## [Exercise objective]
Your answer should be every line from the records that contains "even".

## [Material shown]
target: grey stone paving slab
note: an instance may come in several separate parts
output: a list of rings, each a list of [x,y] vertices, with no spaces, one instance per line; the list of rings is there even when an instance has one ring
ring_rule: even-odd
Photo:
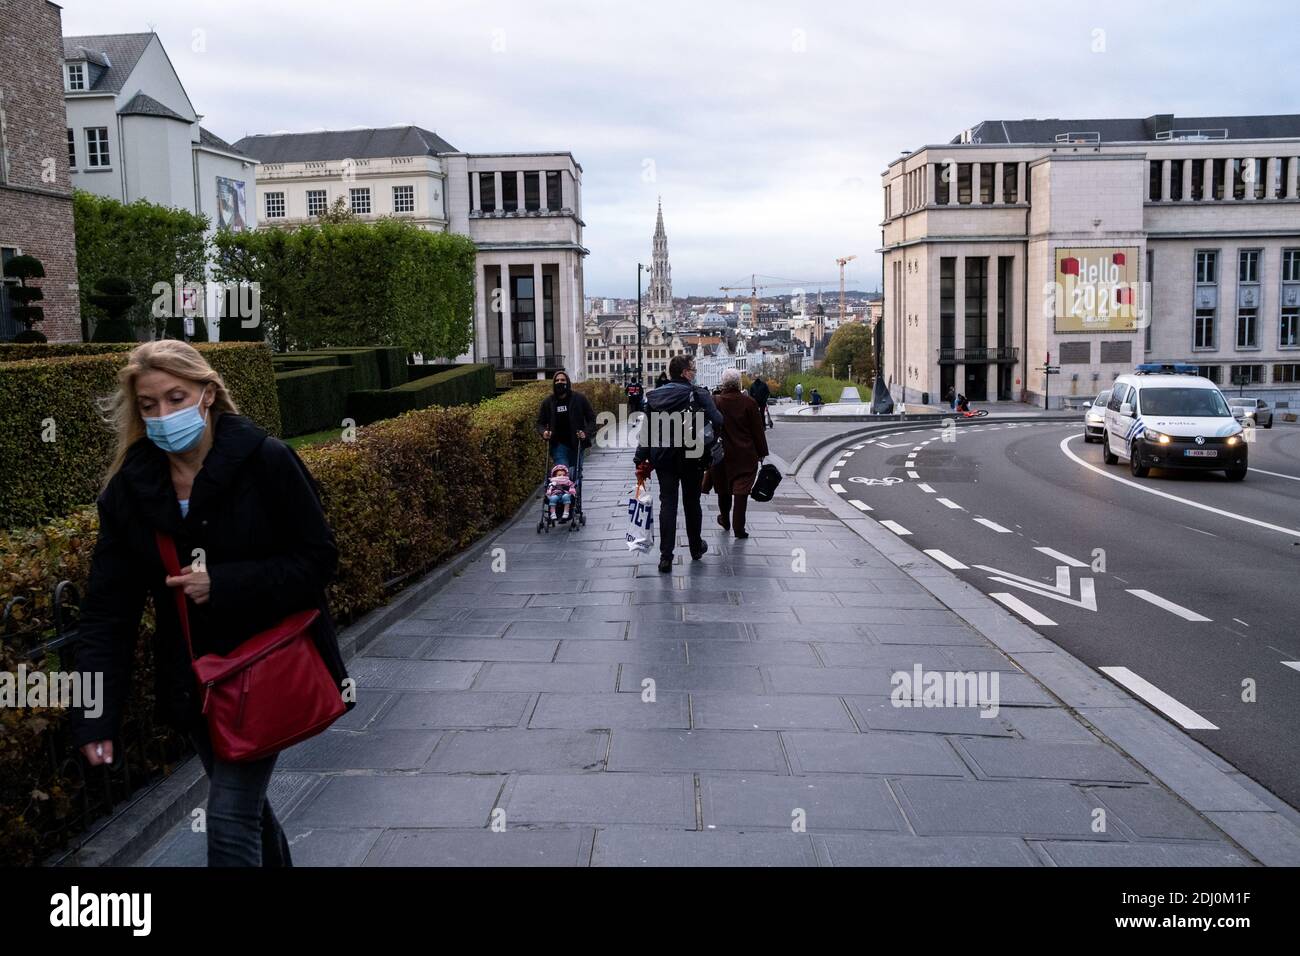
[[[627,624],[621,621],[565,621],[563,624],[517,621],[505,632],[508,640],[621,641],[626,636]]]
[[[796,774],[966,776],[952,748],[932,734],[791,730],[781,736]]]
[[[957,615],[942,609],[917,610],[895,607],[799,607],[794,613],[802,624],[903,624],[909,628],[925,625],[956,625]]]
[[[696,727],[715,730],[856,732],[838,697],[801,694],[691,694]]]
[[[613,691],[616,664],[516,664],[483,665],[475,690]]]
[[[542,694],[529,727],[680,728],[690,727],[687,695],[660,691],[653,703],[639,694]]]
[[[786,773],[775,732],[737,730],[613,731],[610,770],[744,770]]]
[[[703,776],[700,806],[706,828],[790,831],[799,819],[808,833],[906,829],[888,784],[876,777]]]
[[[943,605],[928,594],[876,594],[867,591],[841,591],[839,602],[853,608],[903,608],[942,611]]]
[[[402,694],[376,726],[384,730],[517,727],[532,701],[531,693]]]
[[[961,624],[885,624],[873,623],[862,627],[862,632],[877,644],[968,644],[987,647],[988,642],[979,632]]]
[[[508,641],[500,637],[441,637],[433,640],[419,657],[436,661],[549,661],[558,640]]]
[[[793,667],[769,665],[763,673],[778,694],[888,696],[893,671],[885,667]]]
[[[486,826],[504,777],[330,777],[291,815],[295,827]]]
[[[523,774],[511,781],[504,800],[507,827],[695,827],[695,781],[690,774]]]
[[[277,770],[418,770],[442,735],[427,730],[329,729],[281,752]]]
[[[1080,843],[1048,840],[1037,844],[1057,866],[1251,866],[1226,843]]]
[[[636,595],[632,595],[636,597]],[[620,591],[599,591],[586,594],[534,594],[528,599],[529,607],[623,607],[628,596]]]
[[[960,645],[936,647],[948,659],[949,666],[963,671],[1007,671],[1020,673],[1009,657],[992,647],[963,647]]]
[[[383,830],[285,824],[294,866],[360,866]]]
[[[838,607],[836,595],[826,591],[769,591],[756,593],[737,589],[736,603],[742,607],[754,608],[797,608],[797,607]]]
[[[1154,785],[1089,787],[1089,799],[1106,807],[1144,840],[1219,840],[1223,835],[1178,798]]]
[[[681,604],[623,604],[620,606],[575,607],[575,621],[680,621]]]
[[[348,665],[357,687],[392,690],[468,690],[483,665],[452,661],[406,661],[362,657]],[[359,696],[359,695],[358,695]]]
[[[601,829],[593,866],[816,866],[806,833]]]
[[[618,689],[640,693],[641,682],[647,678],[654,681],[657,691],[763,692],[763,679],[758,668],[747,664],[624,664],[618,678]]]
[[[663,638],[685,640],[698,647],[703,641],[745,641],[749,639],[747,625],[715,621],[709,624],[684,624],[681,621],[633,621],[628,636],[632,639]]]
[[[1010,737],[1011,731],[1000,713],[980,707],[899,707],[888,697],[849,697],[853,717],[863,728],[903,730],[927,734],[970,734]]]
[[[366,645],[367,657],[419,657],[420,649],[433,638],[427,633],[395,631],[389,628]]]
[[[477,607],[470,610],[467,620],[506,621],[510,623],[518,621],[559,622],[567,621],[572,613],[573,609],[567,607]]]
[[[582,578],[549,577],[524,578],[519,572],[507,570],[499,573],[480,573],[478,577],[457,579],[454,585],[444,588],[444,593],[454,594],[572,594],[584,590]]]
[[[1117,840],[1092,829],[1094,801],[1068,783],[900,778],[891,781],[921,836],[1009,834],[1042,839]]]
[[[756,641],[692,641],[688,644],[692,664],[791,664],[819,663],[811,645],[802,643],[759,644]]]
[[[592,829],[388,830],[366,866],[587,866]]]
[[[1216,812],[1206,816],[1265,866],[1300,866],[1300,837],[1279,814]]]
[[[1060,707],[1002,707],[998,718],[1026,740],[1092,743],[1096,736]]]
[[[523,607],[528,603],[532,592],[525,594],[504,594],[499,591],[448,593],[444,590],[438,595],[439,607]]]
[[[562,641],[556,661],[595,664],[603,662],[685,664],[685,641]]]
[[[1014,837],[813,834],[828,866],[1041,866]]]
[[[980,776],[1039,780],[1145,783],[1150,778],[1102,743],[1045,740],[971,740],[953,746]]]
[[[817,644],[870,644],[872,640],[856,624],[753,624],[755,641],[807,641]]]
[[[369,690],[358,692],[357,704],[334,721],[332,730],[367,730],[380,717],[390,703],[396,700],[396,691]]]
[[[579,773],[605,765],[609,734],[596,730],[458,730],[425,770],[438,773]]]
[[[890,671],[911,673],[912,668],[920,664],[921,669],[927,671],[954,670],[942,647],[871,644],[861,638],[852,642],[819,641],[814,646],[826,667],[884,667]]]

## [Solved exercise]
output: a list of rings, each a list of [x,y] vertices, with no spaces, one instance per line; the list of rings is there even when an instance has one ring
ring_rule: even-odd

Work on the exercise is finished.